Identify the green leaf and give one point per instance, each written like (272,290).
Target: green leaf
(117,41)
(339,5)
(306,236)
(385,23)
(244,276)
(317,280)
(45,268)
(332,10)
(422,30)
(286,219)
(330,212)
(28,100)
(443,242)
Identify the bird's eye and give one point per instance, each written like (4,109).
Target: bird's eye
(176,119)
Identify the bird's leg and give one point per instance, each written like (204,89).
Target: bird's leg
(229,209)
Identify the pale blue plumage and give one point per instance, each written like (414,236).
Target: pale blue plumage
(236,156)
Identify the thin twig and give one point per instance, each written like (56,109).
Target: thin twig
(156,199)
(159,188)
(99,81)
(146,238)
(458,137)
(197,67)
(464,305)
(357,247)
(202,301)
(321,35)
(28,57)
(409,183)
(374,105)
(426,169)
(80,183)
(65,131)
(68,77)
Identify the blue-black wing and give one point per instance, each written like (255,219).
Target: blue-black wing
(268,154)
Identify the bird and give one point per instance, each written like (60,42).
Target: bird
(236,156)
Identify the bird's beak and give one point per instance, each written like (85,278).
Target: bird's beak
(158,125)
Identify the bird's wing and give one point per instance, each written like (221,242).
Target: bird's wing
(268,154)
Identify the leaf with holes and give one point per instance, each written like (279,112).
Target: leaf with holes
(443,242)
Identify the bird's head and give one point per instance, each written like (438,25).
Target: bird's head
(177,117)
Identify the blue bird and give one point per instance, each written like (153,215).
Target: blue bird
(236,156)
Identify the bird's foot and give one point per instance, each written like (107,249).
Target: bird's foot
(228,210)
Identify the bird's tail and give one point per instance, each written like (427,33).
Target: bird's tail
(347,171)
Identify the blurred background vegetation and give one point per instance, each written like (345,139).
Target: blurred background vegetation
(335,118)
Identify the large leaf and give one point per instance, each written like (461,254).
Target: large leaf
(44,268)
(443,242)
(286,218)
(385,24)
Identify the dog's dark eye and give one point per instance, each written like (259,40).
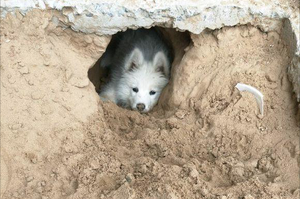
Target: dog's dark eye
(135,89)
(152,92)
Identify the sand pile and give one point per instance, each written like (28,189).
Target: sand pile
(203,140)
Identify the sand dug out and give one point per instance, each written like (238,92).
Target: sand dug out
(204,139)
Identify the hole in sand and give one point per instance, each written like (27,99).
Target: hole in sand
(178,41)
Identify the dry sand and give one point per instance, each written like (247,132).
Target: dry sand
(203,140)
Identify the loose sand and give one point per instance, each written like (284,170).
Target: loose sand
(203,140)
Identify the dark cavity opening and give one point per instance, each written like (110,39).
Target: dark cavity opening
(178,41)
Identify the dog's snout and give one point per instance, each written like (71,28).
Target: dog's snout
(140,106)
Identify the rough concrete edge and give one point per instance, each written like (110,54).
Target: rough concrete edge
(112,17)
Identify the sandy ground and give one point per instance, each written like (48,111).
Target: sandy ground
(203,140)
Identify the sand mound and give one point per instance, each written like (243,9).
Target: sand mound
(204,140)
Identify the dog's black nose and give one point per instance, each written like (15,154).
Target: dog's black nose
(140,106)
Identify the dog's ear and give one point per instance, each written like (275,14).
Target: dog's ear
(135,60)
(161,64)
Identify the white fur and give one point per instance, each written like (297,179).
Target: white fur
(145,75)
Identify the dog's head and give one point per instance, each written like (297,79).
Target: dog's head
(145,80)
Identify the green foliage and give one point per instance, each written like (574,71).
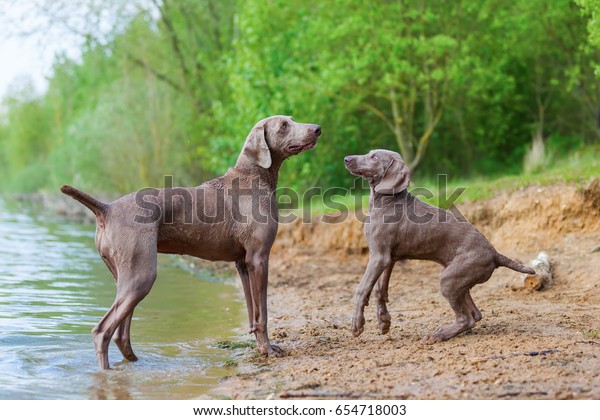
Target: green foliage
(457,87)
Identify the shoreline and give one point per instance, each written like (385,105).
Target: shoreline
(529,345)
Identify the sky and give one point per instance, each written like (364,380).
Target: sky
(30,56)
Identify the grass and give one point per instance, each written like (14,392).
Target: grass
(578,167)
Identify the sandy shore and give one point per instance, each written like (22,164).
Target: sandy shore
(530,344)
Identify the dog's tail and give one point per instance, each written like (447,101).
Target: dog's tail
(98,207)
(503,261)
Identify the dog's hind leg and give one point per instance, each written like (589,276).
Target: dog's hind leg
(245,278)
(135,265)
(384,318)
(122,338)
(455,283)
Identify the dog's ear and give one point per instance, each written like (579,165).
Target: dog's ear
(256,148)
(395,179)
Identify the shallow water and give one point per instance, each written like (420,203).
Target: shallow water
(54,288)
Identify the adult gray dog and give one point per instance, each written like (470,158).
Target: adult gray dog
(230,218)
(402,227)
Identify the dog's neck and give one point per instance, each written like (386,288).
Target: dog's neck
(269,175)
(378,200)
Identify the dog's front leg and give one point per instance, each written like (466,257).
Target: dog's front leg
(376,265)
(258,270)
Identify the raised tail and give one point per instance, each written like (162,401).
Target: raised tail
(98,207)
(503,261)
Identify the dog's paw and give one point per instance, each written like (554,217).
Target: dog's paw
(433,339)
(271,351)
(384,320)
(358,325)
(275,351)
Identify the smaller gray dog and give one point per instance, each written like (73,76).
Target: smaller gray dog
(403,227)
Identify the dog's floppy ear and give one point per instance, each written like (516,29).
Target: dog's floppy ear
(256,148)
(395,179)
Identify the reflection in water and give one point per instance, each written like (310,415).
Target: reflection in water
(54,288)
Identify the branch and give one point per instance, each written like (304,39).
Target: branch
(156,73)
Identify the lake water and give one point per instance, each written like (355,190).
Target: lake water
(53,290)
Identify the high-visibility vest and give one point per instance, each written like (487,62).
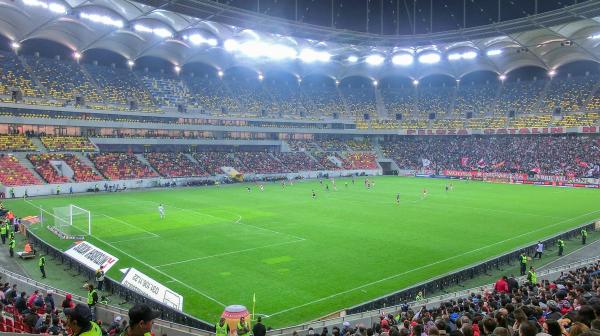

------------------------------------

TASK TO COMPLETE =
Reproduce the listing exactly. Leave its pictures out.

TASK RESPONSE =
Identify the green leaf and give one point per instance, each written like (272,290).
Target: green leaf
(117,41)
(339,5)
(306,236)
(385,23)
(244,276)
(317,280)
(45,268)
(332,10)
(422,30)
(286,219)
(330,212)
(28,100)
(443,242)
Identify the bird's eye and give one point per instance, each written like (4,109).
Target: bird's eye
(176,119)
Identify the bird's leg and give one point per instance, each written like (204,89).
Target: bird's leg
(229,209)
Identify the pale blue plumage and give one point per instance, each written like (414,236).
Target: pale blue plumage
(236,156)
Identify the thin twig and give one point per instance, each written like (56,109).
Target: thin twig
(156,199)
(159,188)
(99,81)
(146,238)
(458,137)
(197,67)
(464,305)
(357,247)
(202,301)
(321,35)
(28,57)
(409,183)
(374,105)
(426,169)
(80,183)
(65,131)
(68,77)
Identify the blue-black wing and give one point per instance, each written like (255,219).
Target: blue-black wing
(268,154)
Identify the bird and give one point per instance, each written like (60,42).
Target: bird
(236,156)
Identify the bird's beak and give one point per instance, each written like (85,278).
Target: bird's beak
(158,125)
Identify the bird's wing and give one point per instance, each written like (221,242).
Target: bird's wing
(268,154)
Identify the leaf with holes and give one point per instance, each written like (279,112).
Target: leaf with holes
(443,242)
Identify the bird's head and give one point per instance, each written like (438,25).
Target: bird's head
(177,117)
Identify the blue bird and give one point per instance, each written like (153,215).
Target: blue bird
(236,156)
Identify the bird's foot and give one point per instance, each written like (107,249).
Target: bird's foot
(228,210)
Identify the bird's tail and give one point per instance, each written like (427,33).
Target: bird's tail
(347,171)
Identify the blurred background vegetation and give one point per instance, each written like (345,139).
Target: blurred background vegetation
(335,118)
Identify the large leaf and give one point per instance, each written like (461,254).
Target: large leaf
(44,268)
(443,242)
(286,218)
(385,24)
Identify the dog's dark eye and give one point per instance, each written like (259,40).
Target: dog's dark eye
(135,89)
(152,92)
Identify the sand pile and give one point per instance, each written like (28,189).
Target: sand pile
(203,140)
Identify the sand dug out and give one point per instance, each written like (238,92).
Target: sand dug out
(204,139)
Identify the hole in sand and give one point per instance, each written like (27,99).
Target: hole in sand
(178,41)
Identify the dry sand and give one point per instance, each written like (247,132).
Target: dry sand
(203,140)
Identify the loose sand and give one point per instance, each written like (284,170).
Target: loose sand
(203,140)
Identify the dark cavity opening and give one point per instance, each written like (110,39).
Target: dark cavity opening
(178,41)
Identify the dog's snout and give one point per instance, each written like (71,28).
Target: dog's snout
(140,106)
Identify the rough concrete edge and give one point per instance, each written like (110,54).
Target: rough concrete edge
(112,17)
Identify the sandy ground and give one point per instance, each written like (48,111).
Target: sandy ground
(203,140)
Identify the sand mound and give one point per instance, each written like (243,9).
Target: sand mound
(204,140)
Identify the dog's black nose and give one point per instance, each written like (15,154).
Target: dog's black nose
(140,106)
Identify the dog's ear and give one point per instance, each written like (275,14).
Target: dog's ear
(135,60)
(161,64)
Identify the white fur and give one point per instance, each written like (297,179).
Target: white fur
(145,75)
Identify the dog's head and give one point per instance, each written like (297,79).
Target: dog's head
(145,80)
Identify the green foliage and give one point per instance, each written like (574,71).
Target: green foliage
(457,87)
Identify the shoreline and give one point per instance, each written like (385,105).
Target: shoreline
(529,345)
Identify the sky and give one point per instance, each written like (364,380).
Target: sky
(30,56)
Identify the grass and give one point per instance, each written like (14,392).
Target: grass
(578,167)
Identify the sandy shore and give one point per instance, each written like (22,164).
Target: sandy shore
(530,344)
Identify the dog's tail and give one point per instance, each written like (447,101).
Target: dog's tail
(98,207)
(503,261)
Identify the dog's hind leg and give one point per instance, each written like (589,276).
Target: dog's hind leg
(245,278)
(135,265)
(384,318)
(122,338)
(455,283)
Identify the dog's ear and give one point per instance, each written like (579,165).
Target: dog's ear
(256,148)
(395,179)
Identify the shallow water and give one point per instance, each written like (420,203).
Target: shallow water
(54,288)
Identify the adult gray dog and give one point per instance, each written like (470,158).
Target: adult gray dog
(230,218)
(402,227)
Identify the dog's neck and give one point per instance, each written like (386,288).
Target: dog's neck
(269,175)
(378,200)
Identify the dog's front leg and give one point per instance, each written like (466,257).
Target: dog's front leg
(376,265)
(258,270)
Identify the raised tail and give one point per instance, each written like (162,401).
Target: raised tail
(98,207)
(503,261)
Identify the dog's paw and give one point per instance, each written like (554,217).
Target: dog's paw
(433,339)
(271,351)
(384,320)
(358,325)
(275,351)
Identify the smaller gray dog and give one point per instance, each written like (73,76).
Target: smaller gray dog
(403,227)
Identify the dog's floppy ear and give one point per instance, each written like (516,29).
Target: dog's floppy ear
(256,148)
(395,179)
Identify the reflection in water and give one point per instance, each written like (310,415).
Target: reflection in water
(54,288)
Identify the branch and give one point per instance, each written like (304,39).
Target: branch
(156,73)
Identify the lake water and give one point per instance, each written like (355,190).
Target: lake water
(53,290)
Identify the high-visibility vest and give one point per instance, each written like (487,62).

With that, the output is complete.